◆ SHORT EXERCISE 1:
Filter the listing below down to the lines that contain the word "sign", treating uppercase and lowercase as distinct.

# Housing different breeds together?



## annahesser (May 18, 2012)

Hi everybody,

I'm new to this forum and have a quick question. I'm just getting back into pigeons after a break of a couple years (I used to have Birmingham rollers). 

I recently got two pairs of racing homers, and my mom has two pairs of New York flying flights. The flights are currently living outside in a converted chicken coop, while my homers are in large cages inside a barn (one pair per cage). I really want the homers to be able to exercise, so we were wondering if the flights and the homers could all live together in the same coop. Will one of the breeds be aggressive toward the other? If the birds are already paired, will there be much of a risk of crossbreeding? Any info would be appreciated, thanks so much!

Anna


----------



## spirit wings (Mar 29, 2008)

If you put everyone in at the same time they should be able to be housed together. if you only have true pairs they should stick to each other and things should be fine. a few squabbles over nesting spots may happen..but in the long run it should be fine. just make sure you have at least two nesting boxes for each pair. I don't know this for a fact..but I have read if you keep more than two breed together you can have a 10% chance of crossbreeding.

◆ STORED ROWS:

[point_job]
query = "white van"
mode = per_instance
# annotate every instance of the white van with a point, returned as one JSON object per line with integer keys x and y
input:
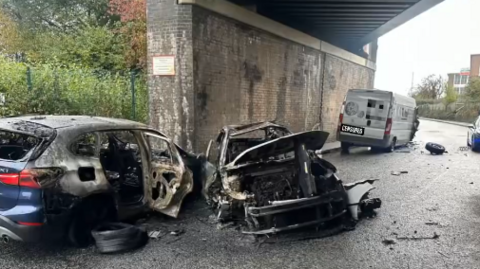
{"x": 377, "y": 119}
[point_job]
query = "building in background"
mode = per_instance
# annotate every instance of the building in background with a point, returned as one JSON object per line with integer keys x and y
{"x": 475, "y": 65}
{"x": 460, "y": 80}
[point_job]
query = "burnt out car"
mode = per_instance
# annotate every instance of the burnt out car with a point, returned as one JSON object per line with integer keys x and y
{"x": 62, "y": 175}
{"x": 271, "y": 178}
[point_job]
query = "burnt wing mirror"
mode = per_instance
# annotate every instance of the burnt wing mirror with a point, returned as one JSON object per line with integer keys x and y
{"x": 209, "y": 149}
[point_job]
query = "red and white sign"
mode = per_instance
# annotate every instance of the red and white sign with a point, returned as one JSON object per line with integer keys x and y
{"x": 465, "y": 72}
{"x": 164, "y": 65}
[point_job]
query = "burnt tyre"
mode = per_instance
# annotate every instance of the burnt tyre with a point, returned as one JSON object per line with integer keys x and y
{"x": 345, "y": 147}
{"x": 118, "y": 237}
{"x": 435, "y": 148}
{"x": 86, "y": 218}
{"x": 391, "y": 147}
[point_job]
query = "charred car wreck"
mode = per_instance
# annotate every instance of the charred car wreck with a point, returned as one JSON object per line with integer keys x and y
{"x": 273, "y": 180}
{"x": 61, "y": 176}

◆ SHORT EXERCISE 2:
Please retype the stretch of the pigeon-housing thread above from "I'm new to this" through "have Birmingham rollers).", word for word.

◆ CORRECT ANSWER 1:
query = "red and white sign"
# annotate every instance of the red and white sign with a point, returned as one JSON object per line with integer keys x and y

◆ CORRECT ANSWER 2:
I'm new to this forum and have a quick question. I'm just getting back into pigeons after a break of a couple years (I used to have Birmingham rollers).